**Tasks for this exercise:**
a) In the text on Sidhbari, who is Sidhbari named after?
b) List every non-English term that the text on Sidhbari explains in parentheses, with the meaning it gives for each.
c) Summarize the text on Sidhbari in two sentences.

**Selected passage:**

Sidhbari is a suburb of Dharamshala town, situated in the foothills of Dhauladhar mountains, in Kangra district of the state of Himachal Pradesh, India. The Samadhi (final resting place) of Sri Chinmayananda is located here.

==Overview==
Sidhbari derives its name from a sage, Baba Sidh. Locals believe that the dhuni (burning piece of wood) here has been burning for centuries and has never been extinguished even once. Hence the vibhuti (ash) is said to have the sacred blessings of the Sidh Baba.

Since 2000, Sidhbari has also been associated as the temporary residence of the Karmapa (Ogyen Trinley Dorje). The place is called Gyuto Monastery and is believed to be a teaching place for tantra vidya.

Himachal Pradesh Vidhan Sabha is also situated here.

==Places of interest==

The small town of Sidhbari is bustling with activity due to several local attractions.

- Very near to the village is Chinmaya Ashram or Sandeepany Himalayas. In this Ashram is the Samadhi (resting place) of Pujya Gurudev Swami Chinmayananda, founder of Chinmaya Mission.

**Data extract:**
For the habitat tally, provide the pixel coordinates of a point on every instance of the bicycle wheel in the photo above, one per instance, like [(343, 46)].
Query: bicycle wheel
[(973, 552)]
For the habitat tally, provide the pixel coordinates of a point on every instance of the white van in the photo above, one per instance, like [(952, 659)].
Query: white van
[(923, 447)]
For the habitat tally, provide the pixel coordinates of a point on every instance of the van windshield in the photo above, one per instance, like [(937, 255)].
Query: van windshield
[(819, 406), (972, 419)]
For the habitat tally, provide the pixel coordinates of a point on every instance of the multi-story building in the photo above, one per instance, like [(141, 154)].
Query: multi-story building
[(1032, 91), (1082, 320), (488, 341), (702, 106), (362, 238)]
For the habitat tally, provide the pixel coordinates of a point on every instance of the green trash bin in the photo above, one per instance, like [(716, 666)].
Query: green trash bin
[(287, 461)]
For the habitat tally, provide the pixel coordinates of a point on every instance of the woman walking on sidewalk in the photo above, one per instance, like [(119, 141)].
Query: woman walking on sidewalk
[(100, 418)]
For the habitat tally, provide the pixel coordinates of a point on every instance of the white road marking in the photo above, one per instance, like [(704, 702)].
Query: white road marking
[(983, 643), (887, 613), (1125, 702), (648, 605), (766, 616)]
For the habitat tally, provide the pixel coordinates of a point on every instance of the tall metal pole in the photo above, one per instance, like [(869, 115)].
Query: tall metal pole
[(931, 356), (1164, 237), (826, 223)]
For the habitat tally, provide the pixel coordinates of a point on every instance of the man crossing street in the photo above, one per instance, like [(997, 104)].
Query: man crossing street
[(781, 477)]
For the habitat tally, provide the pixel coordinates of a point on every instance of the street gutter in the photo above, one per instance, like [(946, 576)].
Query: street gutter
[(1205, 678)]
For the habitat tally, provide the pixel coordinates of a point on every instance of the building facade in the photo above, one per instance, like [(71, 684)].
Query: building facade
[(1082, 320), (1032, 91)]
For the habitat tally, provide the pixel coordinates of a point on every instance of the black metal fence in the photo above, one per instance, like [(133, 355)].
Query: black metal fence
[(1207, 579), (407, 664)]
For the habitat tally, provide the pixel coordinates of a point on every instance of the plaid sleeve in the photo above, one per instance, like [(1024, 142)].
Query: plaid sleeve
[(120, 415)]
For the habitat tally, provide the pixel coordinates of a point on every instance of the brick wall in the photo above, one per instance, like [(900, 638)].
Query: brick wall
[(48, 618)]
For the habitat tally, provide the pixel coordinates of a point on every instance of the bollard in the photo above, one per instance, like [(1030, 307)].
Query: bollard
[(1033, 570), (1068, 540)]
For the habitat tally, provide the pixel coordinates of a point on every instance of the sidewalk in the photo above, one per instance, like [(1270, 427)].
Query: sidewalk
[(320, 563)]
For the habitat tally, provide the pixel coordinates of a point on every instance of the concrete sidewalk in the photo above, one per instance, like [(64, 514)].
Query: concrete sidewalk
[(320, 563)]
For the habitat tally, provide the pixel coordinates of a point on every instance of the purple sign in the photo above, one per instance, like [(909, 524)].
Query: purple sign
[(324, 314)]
==
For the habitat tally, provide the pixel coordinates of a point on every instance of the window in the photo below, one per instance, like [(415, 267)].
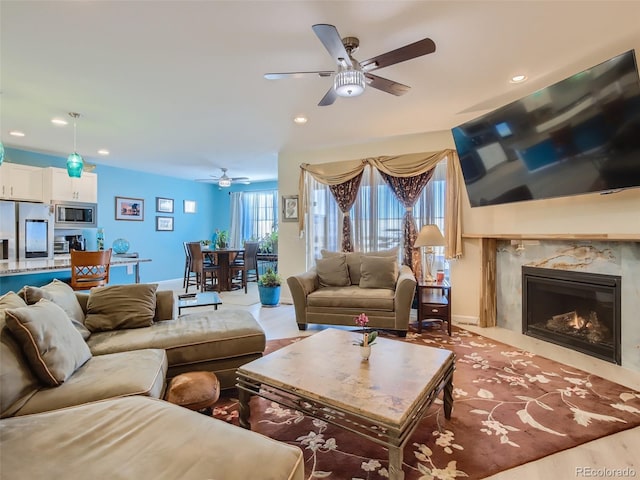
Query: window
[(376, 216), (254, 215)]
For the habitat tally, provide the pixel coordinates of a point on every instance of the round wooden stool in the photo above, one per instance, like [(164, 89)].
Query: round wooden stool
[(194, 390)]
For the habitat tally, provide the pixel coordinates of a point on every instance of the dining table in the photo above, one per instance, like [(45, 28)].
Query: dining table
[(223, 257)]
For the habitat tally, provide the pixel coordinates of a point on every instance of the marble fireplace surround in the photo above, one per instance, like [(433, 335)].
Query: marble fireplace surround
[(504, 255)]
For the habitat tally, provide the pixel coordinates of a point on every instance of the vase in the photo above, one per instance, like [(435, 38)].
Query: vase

**Numbered answers:**
a) A sage, Baba Sidh.

b)
- Samadhi: final resting place
- dhuni: burning piece of wood
- vibhuti: ash

c) Sidhbari is a suburb of Dharamshala in the Dhauladhar foothills of Himachal Pradesh, India, named after the sage Baba Sidh, whose dhuni is believed to have burned for centuries. It holds the Samadhi of Swami Chinmayananda at the nearby Chinmaya Ashram, the Karmapa's temporary residence since 2000, and the Himachal Pradesh Vidhan Sabha.